Reproduce every line of the records below without any alteration.

*Dataset*.
* * *

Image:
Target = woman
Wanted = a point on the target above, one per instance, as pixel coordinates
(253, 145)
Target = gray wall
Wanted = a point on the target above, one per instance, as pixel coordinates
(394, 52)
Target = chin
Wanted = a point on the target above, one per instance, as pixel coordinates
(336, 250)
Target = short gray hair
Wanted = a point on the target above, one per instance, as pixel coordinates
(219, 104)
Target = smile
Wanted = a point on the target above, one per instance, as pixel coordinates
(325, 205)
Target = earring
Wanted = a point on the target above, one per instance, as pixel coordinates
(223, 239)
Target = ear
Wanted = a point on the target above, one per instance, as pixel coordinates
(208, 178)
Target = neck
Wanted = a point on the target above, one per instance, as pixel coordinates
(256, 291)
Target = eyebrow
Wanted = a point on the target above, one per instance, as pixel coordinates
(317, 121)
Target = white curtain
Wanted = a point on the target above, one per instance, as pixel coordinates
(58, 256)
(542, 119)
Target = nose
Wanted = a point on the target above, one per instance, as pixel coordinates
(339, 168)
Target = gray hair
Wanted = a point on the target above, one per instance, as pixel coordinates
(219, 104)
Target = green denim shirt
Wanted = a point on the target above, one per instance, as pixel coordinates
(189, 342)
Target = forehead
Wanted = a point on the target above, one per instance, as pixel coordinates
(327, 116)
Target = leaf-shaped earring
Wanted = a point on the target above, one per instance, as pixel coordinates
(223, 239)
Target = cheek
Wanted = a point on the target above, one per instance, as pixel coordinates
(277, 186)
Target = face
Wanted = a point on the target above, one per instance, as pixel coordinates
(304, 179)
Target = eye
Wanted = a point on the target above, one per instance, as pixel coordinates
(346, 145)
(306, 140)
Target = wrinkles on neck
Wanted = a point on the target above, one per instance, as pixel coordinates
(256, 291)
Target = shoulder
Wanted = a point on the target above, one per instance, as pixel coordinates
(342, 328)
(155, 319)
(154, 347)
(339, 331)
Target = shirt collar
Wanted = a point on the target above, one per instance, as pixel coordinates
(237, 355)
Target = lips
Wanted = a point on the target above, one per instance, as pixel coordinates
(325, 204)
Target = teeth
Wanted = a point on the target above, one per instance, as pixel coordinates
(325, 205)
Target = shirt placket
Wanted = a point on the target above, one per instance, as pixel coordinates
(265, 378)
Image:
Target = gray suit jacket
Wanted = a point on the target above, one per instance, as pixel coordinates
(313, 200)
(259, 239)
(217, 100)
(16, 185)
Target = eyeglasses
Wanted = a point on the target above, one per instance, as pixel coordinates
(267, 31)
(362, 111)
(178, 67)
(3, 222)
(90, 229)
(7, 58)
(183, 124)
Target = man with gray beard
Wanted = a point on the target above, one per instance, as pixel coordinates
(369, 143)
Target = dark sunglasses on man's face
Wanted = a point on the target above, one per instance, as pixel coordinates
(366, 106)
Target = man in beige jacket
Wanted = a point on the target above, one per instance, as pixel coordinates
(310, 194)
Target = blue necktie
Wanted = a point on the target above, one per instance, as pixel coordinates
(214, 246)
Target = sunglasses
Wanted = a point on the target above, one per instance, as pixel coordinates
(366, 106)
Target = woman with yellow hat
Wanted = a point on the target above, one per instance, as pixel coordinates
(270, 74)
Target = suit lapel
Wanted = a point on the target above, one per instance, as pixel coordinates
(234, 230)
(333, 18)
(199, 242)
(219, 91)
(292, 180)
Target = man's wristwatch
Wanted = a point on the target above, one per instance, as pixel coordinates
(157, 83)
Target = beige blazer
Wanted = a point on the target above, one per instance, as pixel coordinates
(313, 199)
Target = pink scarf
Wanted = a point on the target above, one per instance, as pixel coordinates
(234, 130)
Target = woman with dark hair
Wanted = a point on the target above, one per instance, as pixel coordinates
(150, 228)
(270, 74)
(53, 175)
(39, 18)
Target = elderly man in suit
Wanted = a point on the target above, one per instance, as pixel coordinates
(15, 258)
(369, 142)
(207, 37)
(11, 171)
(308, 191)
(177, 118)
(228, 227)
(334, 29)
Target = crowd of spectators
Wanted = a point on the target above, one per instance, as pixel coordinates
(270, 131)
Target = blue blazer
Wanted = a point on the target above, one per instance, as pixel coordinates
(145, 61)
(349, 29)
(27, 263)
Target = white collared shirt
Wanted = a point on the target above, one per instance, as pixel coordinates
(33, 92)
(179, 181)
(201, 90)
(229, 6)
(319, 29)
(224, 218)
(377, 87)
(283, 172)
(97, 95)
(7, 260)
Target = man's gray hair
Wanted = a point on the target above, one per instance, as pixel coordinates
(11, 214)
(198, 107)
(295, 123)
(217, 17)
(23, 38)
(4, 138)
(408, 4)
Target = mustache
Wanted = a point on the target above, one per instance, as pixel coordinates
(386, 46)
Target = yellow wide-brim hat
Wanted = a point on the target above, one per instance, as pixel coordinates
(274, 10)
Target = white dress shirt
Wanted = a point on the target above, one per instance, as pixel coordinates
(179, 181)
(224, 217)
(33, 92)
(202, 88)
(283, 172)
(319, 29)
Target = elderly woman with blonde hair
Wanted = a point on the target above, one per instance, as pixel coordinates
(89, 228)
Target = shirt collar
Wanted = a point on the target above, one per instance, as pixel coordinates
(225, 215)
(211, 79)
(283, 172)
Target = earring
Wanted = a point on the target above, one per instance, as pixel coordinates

* * *

*The output*.
Image:
Target = woman
Wanted = a point on the target above, one per instance, as pixel coordinates
(253, 145)
Target = gray wall
Wanted = a point on the target above, one per instance, as pixel coordinates
(394, 52)
Target = chin
Wanted = a point on the target above, one per instance, as pixel coordinates
(336, 250)
Target = short gray hair
Wanted = a point on the target above, one per instance, as pixel coordinates
(219, 104)
Target = smile
Wanted = a point on the target above, one per instance, as pixel coordinates
(325, 205)
Target = earring
Wanted = a point on the target above, one per instance, as pixel coordinates
(223, 239)
Target = ear
Wanted = a point on the target above, one per instance, as pixel coordinates
(208, 178)
Target = neck
Wanted = a point on the target above, one per instance, as pixel coordinates
(256, 291)
Target = eyebrow
Wanted = a point on the target above, one per instance, as pixel coordinates
(317, 121)
Target = white curtain
Wanted = a point on the target above, one per instance, as pixel coordinates
(58, 256)
(542, 119)
Target = nose
Wanted = a point on the target above, one per instance, as pixel coordinates
(339, 168)
Target = gray hair
Wanted = a point on the target above, one per instance, as pixel coordinates
(219, 104)
Target = green denim shirt
Wanted = a point on the target above, one per instance, as pixel coordinates
(189, 342)
Target = forehead
Wanted = a point on the target above, one per instance, as pixel coordinates
(327, 116)
Target = leaf-shaped earring
Wanted = a point on the target above, one per instance, as pixel coordinates
(223, 239)
Target = cheek
Wanted = a point on the target above, one per instance, as pixel coordinates
(277, 186)
Target = face
Wanted = a point on the target above, one per instance, as pixel coordinates
(304, 179)
Target = eye
Wanted = a point on the target above, one per instance, as pixel coordinates
(346, 145)
(306, 140)
Target = wrinkles on neck
Wanted = a point on the target above, one per instance, as pixel coordinates
(256, 291)
Target = shoulder
Wanted = a point on the target above, one per instance, as pixel coordinates
(342, 328)
(155, 319)
(154, 347)
(339, 331)
Target = shirt collar
Wanted = a point on the target above, one per instance, as pixel coordinates
(237, 355)
Target = lips
Wanted = a point on the target above, one per instance, as pixel coordinates
(325, 204)
Target = teeth
Wanted = a point on the target above, one per instance, as pixel coordinates
(325, 205)
Target = shirt placket
Wanted = a point on the target above, one per instance, as pixel coordinates
(265, 378)
Image:
Target = gray suit jacket
Wanted = a point on the target above, one per instance, as pixel coordinates
(313, 200)
(259, 239)
(217, 100)
(16, 185)
Target = eyeglasses
Wanted = a point on the target above, one per instance, as pixel coordinates
(267, 31)
(362, 111)
(178, 67)
(3, 222)
(90, 229)
(7, 58)
(183, 124)
Target = man with gray beard
Wanted = a point on the target above, one per instance, as pixel coordinates
(369, 143)
Target = dark sunglasses on man's face
Wanted = a point on the target above, one per instance, as pixel coordinates
(366, 106)
Target = man in beige jacket
Wanted = a point on the target above, one per instance, as pixel coordinates
(310, 194)
Target = blue necktie
Wanted = a point on the target above, one per instance, as pixel coordinates
(214, 246)
Target = sunglasses
Wanted = a point on the target above, one per instance, as pixel coordinates
(366, 106)
Target = woman with yellow hat
Wanted = a point on the target above, one per instance, as pixel coordinates
(270, 74)
Target = suit lapel
Wanted = a point on the target above, one per instance, as pixel coordinates
(234, 230)
(333, 18)
(199, 242)
(219, 91)
(292, 180)
Target = man's wristwatch
Wanted = a point on the target above, one per instance, as pixel coordinates
(157, 83)
Target = beige blazer
Wanted = a point on the target above, one per instance, as pixel coordinates
(313, 199)
Target = pink scarf
Wanted = a point on the target above, one per instance, as pixel coordinates
(234, 130)
Target = woman with dark hair
Wanted = a point on the target above, one per instance, as pixel coordinates
(150, 228)
(270, 74)
(53, 175)
(39, 18)
Target = elderly man in suit
Wanted = a point on the target above, one per instance, as pixel coordinates
(15, 258)
(369, 142)
(207, 37)
(11, 171)
(308, 191)
(177, 118)
(228, 227)
(334, 29)
Target = crowd of spectators
Wanted = a point on the target above, one per instance, as pixel coordinates
(270, 131)
Target = blue blazer
Wanted = a point on the target above, one per instance, as pixel coordinates
(145, 61)
(349, 29)
(27, 263)
Target = white collared shirt
Wanted = a point on the target above, one per instance, as pixel coordinates
(33, 92)
(179, 181)
(201, 90)
(229, 6)
(319, 29)
(224, 218)
(377, 87)
(283, 172)
(97, 95)
(7, 260)
Target = man's gray hair
Wanted = a point on the target above, one per instance, as pixel coordinates
(11, 214)
(198, 107)
(295, 123)
(217, 17)
(23, 38)
(4, 138)
(408, 4)
Target = mustache
Wanted = a point on the target above, one per instance, as pixel coordinates
(386, 46)
Target = yellow wide-brim hat
Wanted = a point on the target above, one per instance, as pixel coordinates
(274, 10)
Target = white dress shirt
Wanted = a point on the target above, one per instance, as pixel coordinates
(179, 181)
(224, 217)
(33, 92)
(202, 88)
(283, 172)
(319, 29)
Target = elderly woman with blonde hair
Wanted = a point on the target above, one per instance, as pixel coordinates
(89, 228)
Target = shirt collar
Wanted = a point on the target above, one per instance, as pixel coordinates
(225, 215)
(211, 79)
(283, 172)
Target = earring
Wanted = a point on the target above, one per instance, as pixel coordinates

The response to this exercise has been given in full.